[Task description]:
In the records that follow, skip the pictures and print everything else exactly.

[Input material]:

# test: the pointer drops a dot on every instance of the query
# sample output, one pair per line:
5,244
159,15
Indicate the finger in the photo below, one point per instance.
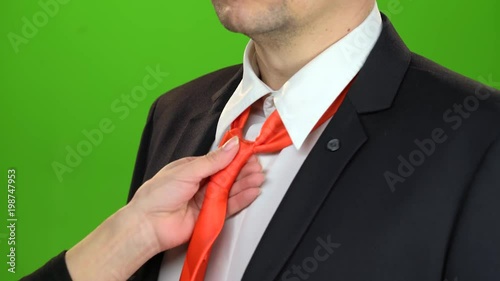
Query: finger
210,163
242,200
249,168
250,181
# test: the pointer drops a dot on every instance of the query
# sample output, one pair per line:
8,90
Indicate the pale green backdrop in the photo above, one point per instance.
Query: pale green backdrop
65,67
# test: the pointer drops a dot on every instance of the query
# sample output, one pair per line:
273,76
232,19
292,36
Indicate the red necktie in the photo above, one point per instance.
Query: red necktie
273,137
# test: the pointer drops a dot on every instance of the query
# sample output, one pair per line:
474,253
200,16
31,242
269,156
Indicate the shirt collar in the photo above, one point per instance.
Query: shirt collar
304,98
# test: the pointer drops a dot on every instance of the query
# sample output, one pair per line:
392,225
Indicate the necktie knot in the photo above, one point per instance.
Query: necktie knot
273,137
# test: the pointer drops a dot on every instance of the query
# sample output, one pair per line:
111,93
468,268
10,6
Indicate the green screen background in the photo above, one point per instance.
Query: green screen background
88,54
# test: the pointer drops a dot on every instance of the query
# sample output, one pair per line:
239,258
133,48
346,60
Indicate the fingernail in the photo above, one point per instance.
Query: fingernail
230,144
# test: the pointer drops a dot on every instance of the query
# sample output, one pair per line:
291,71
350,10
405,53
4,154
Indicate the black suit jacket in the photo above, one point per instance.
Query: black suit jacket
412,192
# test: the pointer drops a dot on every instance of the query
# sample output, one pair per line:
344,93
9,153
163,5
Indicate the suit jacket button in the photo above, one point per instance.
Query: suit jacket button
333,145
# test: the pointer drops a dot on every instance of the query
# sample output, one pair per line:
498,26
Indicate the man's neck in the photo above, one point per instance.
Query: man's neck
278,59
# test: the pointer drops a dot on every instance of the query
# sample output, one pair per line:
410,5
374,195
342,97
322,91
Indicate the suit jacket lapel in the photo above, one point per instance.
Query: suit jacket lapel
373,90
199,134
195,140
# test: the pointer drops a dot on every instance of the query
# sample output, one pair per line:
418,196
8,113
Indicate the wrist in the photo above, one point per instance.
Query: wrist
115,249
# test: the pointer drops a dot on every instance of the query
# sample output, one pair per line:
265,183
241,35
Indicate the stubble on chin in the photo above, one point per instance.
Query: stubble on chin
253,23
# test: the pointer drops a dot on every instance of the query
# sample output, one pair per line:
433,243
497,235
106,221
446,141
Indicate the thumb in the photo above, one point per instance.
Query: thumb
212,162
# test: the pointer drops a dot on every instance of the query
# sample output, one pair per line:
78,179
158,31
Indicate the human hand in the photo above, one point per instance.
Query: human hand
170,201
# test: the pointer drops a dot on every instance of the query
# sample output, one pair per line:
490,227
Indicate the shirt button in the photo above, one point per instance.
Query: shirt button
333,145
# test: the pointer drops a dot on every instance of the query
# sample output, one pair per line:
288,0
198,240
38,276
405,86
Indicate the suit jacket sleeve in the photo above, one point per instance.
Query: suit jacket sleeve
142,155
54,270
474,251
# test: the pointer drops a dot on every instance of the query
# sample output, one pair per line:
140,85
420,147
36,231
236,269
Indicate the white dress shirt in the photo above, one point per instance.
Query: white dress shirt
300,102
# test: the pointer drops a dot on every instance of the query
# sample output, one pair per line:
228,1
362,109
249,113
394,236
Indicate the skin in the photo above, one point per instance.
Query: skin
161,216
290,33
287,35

[Solved exercise]:
# test: the pointer drops a dot on every instance of the query
# sample output, one pair per line:
5,244
159,15
Indicate the finger in the photo below, one point per instance.
Query: finger
210,163
242,200
249,168
250,181
# test: the pointer drops a dot on every instance of the query
# sample output, one pair per line:
8,90
Indicate the pale green backdrop in the photo above, one point per instance.
Query: pale green backdrop
65,67
# test: the pointer drops a dot on every instance of the query
# sample output, one pair per line:
273,76
232,19
292,36
Indicate the red necktie in the photo above, one point per instance.
Query: red necktie
273,137
# test: the pointer drops a dot on every instance of the query
# sample output, one pair per line:
474,253
200,16
31,242
269,156
Indicate the shirt collar in the photo above, one point per instance.
Query: shirt collar
304,98
# test: the pointer drops a dot on every instance of the query
# sample output, one pair per line:
392,225
Indicate the necktie knot in the photo above, one point per instance.
Query: necktie knot
273,137
# test: the pointer drops a dot on every instance of the query
# sample output, one pair per line:
111,93
468,268
10,6
Indicate the green screen background in the photo above, one point per instance.
Query: green screen background
88,54
# test: the pointer drops a dot on every instance of the query
# sample output, one pair per line:
239,258
133,48
346,60
Indicate the fingernail in the photo above, one point per instance.
Query: fingernail
230,144
# test: the pointer drops a dot on every instance of the query
# sample output, one pair per line:
291,71
350,10
405,53
4,154
Indicate the black suit jacket in the photo above, one point per instance.
Query: black suit jacket
412,192
# test: the pointer drops a dot on every instance of the query
# sample output, one pair per line:
344,93
9,153
163,5
Indicate the suit jacket button in the photo above, one point per instance.
Query: suit jacket button
333,145
# test: the pointer drops a dot on every instance of the query
# sample output, one pair per line:
498,26
Indicate the man's neck in the photo above, one point per instance.
Query: man's neck
278,59
# test: the pointer drops a dot on every instance of the query
# sample output, one pair per line:
410,5
374,195
342,97
322,91
Indicate the suit jacket lapel in the photo above, one point per instance.
Query: suit jacket lapel
373,90
199,134
195,140
# test: the pointer drops a dot on every instance of the query
# sample output, one pair per line:
418,196
8,113
Indicate the wrist in the photo above, one point per instance.
Query: wrist
115,249
# test: the pointer drops a dot on every instance of the query
# sample output, one pair per line:
265,183
241,35
Indicate the stubble on chin in the photo above, one point per instance.
Query: stubble on chin
253,23
# test: the pointer drops a dot on every instance of the query
# sample output, one pair per line:
433,243
497,235
106,221
446,141
Indicate the thumb in the photo above, one point per instance.
Query: thumb
212,162
# test: the pointer drops a dot on every instance of the query
# sample output, one pair per line:
78,179
158,31
Indicate the human hand in the photo above, one point per instance.
Query: human hand
170,201
# test: the pointer drops a dot on every instance of the query
# sample output, one pair per line:
490,227
Indicate the shirt button in the photo above, one point per instance.
Query: shirt button
333,145
# test: the pointer drops a dot on every instance of the query
# sample output, one pair per line:
288,0
198,240
38,276
405,86
Indicate the suit jacket sleeve in the photo above, one point per instance.
Query: suit jacket sleeve
142,155
54,270
474,251
# test: the pointer drops a dot on every instance of the query
# sample output, one pair per line:
140,85
420,147
36,231
236,269
Indicate the white dress shirt in the photo above, one point per instance.
Query: white dress shirt
300,102
# test: the pointer drops a dot on every instance of the query
# sample output, one pair per line:
228,1
362,109
249,113
394,236
Indicate the skin in the photo above, one point per instance.
Query: skin
161,216
290,33
287,35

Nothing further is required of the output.